=== Objetivo do exercício ===
Copie sem nenhuma alteração a parte do trecho selecionado que começa em "Mas nem tudo" e termina em "sabem das coisas.".

=== Trecho selecionado ===
-*-

O bar Léo foi fechado por uns dias, não sei se já reabriu. Mas a imagem foi arranhada. Será difícil reaver o prestígio. O consumidor não gosta de ser enganado, ainda mais quando ele estabelece uma relação de carinho com o fornecedor, seja lá do que for. O que me angustia é a falta de respeito, além de com o consumidor, com as tradições, em nome do lucro rápido. Li que quem comanda o botequim agora são herdeiros do dono que lhe construiu o nome e fama. Acho que faltou a esses novos administradores a percepção de que aquilo que se obteve com anos de trabalho decente deve ser preservado. Se havia dificuldade de manter o negócio, há muitas outras maneiras de se atrair mais clientela, mas a pior é enganar as pessoas.

Fica em mim a sensação de que os valores são coisas que perderam um tanto de sua importância, que a lógica do mercado se sobrepõe a eles, e o vale-tudo está cada vez mais presente nas relações humanas, sejam elas de consumo ou de afeto. Exemplos não faltam. O metrô paulistano era considerado, tempos atrás, o melhor meio de transporte da cidade, limpo, organizado, pontual. Hoje o que se vê é total desrespeito ao usuário, que se espreme e faz verdadeira ginástica para entrar na composição. Vão dizer que aumentou exponencialmente o número de pessoas que o utiliza, ok, mas e o investimento para atender à nova demanda?

Em mim ainda fica uma certa angústia de perceber que a vida está cada vez mais complicada, que o crescimento desmedido da cidade torna o fruir das coisas que nos agradam mais difícil, que para se ter algo um pouco mais qualificado se deve pagar muito e, assim, se segmenta cada vez mais o acesso, alargando o abismo social tão notório em nosso mundo. É triste.

Mas nem tudo está perdido. Fomos sexta-feira, 06/04, no bar do Alemão, outro reduto tradicional da cidade que ainda não conhecia. Atendimento correto, chope bem tirado, música de altíssima qualidade (se bem que alta demais, atrapalhando a conversa). Reencontrei lá o músico Eduardo Gudin, que há tempos não via tocar, desde o histórico show com Vânia Bastos, com quem gravou um LP sensacional. Achei-o meio acabado, magro demais, a idade cobrando seu voraz tributo. Mas o violão continua um primor. Agradeço aos amigos Regina e Antônio pela dica. E ainda encontrei lá o camarada Lela e Célia. Eles sabem das coisas.

quarta-feira, 28 de março de 2012

A lenda ganha história


“Lenda não tem história.” É o que diz Paulo Coelho em determinado momento do filme “O início, o fim e o meio”, documentário de Walter Carvalho e Eduardo Mocarzel sobre o mito Raul Seixas, a que assisti nesta segunda-feira, 26/03/12, em uma sessão das 16h20 quase vazia no Espaço Unibanco (Itaú?) do Shopping Bourbon.

Sim, apesar da resistência do místico escritor e parceiro do Maluco Beleza em dar seu depoimento ao filme, sua presença é bem constante na fita, dando até leve impressão de que o homenageado lá parece ser ele, e não o retratado. Tudo bem. O filme é ótimo, bem pesquisado, com cenas inéditas e recheado de canções sempre boas de ouvir.

-*-

=== Material fornecido ===
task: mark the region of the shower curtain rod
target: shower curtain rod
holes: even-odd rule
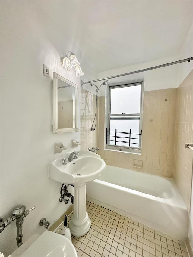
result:
[[[187,58],[186,59],[183,59],[183,60],[180,60],[179,61],[176,61],[176,62],[172,62],[172,63],[169,63],[161,65],[158,65],[157,66],[154,66],[154,67],[151,67],[150,68],[147,68],[146,69],[144,69],[143,70],[136,70],[135,71],[131,71],[131,72],[128,72],[127,73],[124,73],[123,74],[120,74],[119,75],[116,75],[115,76],[112,76],[111,77],[108,77],[107,78],[104,78],[103,79],[95,79],[95,80],[91,80],[90,81],[87,81],[86,82],[84,82],[82,80],[81,81],[81,86],[82,87],[82,85],[84,84],[87,84],[88,83],[92,83],[93,82],[96,82],[97,81],[101,81],[102,80],[104,80],[106,79],[113,79],[114,78],[117,78],[118,77],[122,77],[122,76],[126,76],[127,75],[130,75],[131,74],[134,74],[134,73],[138,73],[139,72],[142,72],[143,71],[147,71],[147,70],[154,70],[155,69],[158,69],[159,68],[162,68],[163,67],[165,67],[166,66],[169,66],[170,65],[177,64],[181,63],[183,63],[185,62],[190,62],[190,61],[193,60],[193,57]]]

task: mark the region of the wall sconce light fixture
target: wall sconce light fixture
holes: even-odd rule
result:
[[[80,67],[80,63],[77,60],[74,54],[71,51],[68,51],[68,54],[66,54],[64,57],[61,57],[60,61],[62,67],[65,70],[69,71],[72,68],[74,68],[76,77],[81,77],[84,75]]]

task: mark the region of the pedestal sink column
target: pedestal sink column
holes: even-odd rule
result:
[[[86,183],[74,184],[73,214],[69,223],[71,234],[81,237],[88,231],[91,221],[87,212]]]

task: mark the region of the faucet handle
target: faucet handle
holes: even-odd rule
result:
[[[62,163],[63,164],[68,164],[68,163],[66,161],[65,158],[64,158],[63,159],[62,159],[61,160],[62,161],[64,161],[64,162]]]
[[[79,155],[79,153],[78,152],[74,152],[74,157],[73,158],[73,159],[78,159],[77,158],[77,155]]]
[[[93,146],[92,147],[91,149],[93,149],[93,150],[95,150],[96,151],[98,151],[99,148],[95,148]]]

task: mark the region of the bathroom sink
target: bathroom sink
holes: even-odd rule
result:
[[[74,185],[74,211],[69,228],[75,237],[85,235],[90,228],[90,219],[87,212],[86,184],[99,177],[105,168],[105,163],[98,154],[88,150],[78,152],[77,159],[70,158],[71,161],[68,162],[68,157],[74,154],[67,153],[49,166],[50,178]],[[67,164],[63,164],[64,158]]]
[[[96,179],[105,167],[105,163],[98,154],[88,150],[79,151],[78,158],[68,160],[67,153],[49,164],[49,177],[59,182],[74,184],[86,183]],[[66,158],[67,164],[62,159]]]

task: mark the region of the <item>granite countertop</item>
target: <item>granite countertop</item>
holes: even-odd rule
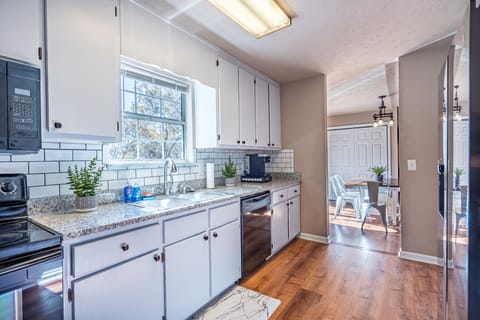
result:
[[[56,213],[36,213],[30,218],[56,232],[62,234],[63,240],[74,239],[80,236],[93,234],[100,231],[112,230],[152,219],[175,214],[178,212],[205,207],[214,203],[245,197],[262,191],[271,191],[299,183],[299,178],[274,179],[269,183],[240,183],[235,187],[217,187],[199,191],[223,192],[225,195],[204,201],[185,201],[170,209],[146,208],[137,204],[116,202],[101,205],[96,211],[78,213],[74,211]],[[160,198],[167,198],[162,196]]]

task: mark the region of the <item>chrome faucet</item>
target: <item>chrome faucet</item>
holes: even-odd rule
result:
[[[177,165],[172,158],[167,158],[163,167],[163,192],[165,195],[170,194],[173,185],[173,173],[177,172]]]

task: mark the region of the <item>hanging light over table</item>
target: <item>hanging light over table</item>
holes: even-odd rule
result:
[[[385,112],[385,103],[383,99],[387,96],[379,96],[378,98],[382,101],[380,106],[378,106],[379,112],[373,115],[373,126],[378,127],[386,124],[388,122],[389,126],[393,126],[395,121],[393,120],[393,112]]]

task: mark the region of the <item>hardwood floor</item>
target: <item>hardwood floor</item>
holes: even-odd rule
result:
[[[241,285],[281,300],[270,319],[438,319],[440,268],[296,239]]]

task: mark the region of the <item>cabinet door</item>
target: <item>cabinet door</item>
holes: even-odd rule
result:
[[[270,142],[268,83],[262,79],[255,80],[255,114],[255,145],[266,148]]]
[[[118,0],[47,0],[48,128],[115,141],[120,115]]]
[[[255,146],[255,78],[239,69],[238,100],[240,105],[240,143]]]
[[[241,277],[240,220],[210,231],[211,296],[214,297]]]
[[[40,65],[43,47],[42,0],[0,1],[0,56]]]
[[[209,241],[199,234],[165,247],[167,319],[186,319],[210,297]]]
[[[280,111],[280,88],[269,84],[268,97],[270,104],[270,147],[281,149],[282,147],[282,129],[281,129],[281,111]]]
[[[77,320],[160,319],[164,314],[159,250],[74,281],[72,287]]]
[[[288,202],[272,207],[272,254],[288,242]]]
[[[294,197],[288,203],[288,240],[300,233],[300,197]]]
[[[219,133],[222,145],[239,145],[238,67],[218,58]]]

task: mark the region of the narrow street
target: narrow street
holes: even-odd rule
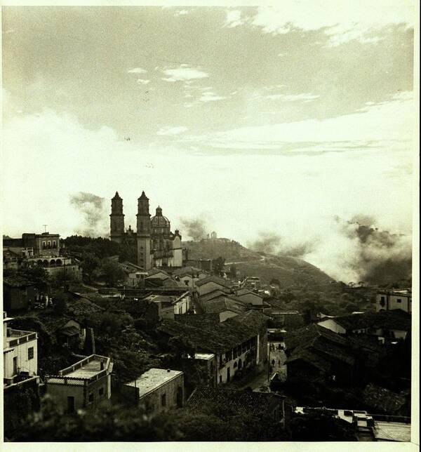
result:
[[[272,371],[268,372],[267,366],[265,369],[257,375],[254,378],[250,380],[246,385],[244,385],[241,389],[250,387],[255,392],[266,392],[269,390],[269,378],[275,373],[279,372],[282,381],[286,380],[286,355],[283,350],[279,350],[278,345],[281,343],[279,342],[273,343],[274,350],[270,350],[270,344],[268,344],[268,357],[269,363],[272,367]],[[272,365],[272,361],[274,362]],[[266,389],[267,388],[267,389]]]

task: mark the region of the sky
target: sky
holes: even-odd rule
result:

-*-

=== Resposta do exercício ===
Mas nem tudo está perdido. Fomos sexta-feira, 06/04, no bar do Alemão, outro reduto tradicional da cidade que ainda não conhecia. Atendimento correto, chope bem tirado, música de altíssima qualidade (se bem que alta demais, atrapalhando a conversa). Reencontrei lá o músico Eduardo Gudin, que há tempos não via tocar, desde o histórico show com Vânia Bastos, com quem gravou um LP sensacional. Achei-o meio acabado, magro demais, a idade cobrando seu voraz tributo. Mas o violão continua um primor. Agradeço aos amigos Regina e Antônio pela dica. E ainda encontrei lá o camarada Lela e Célia. Eles sabem das coisas.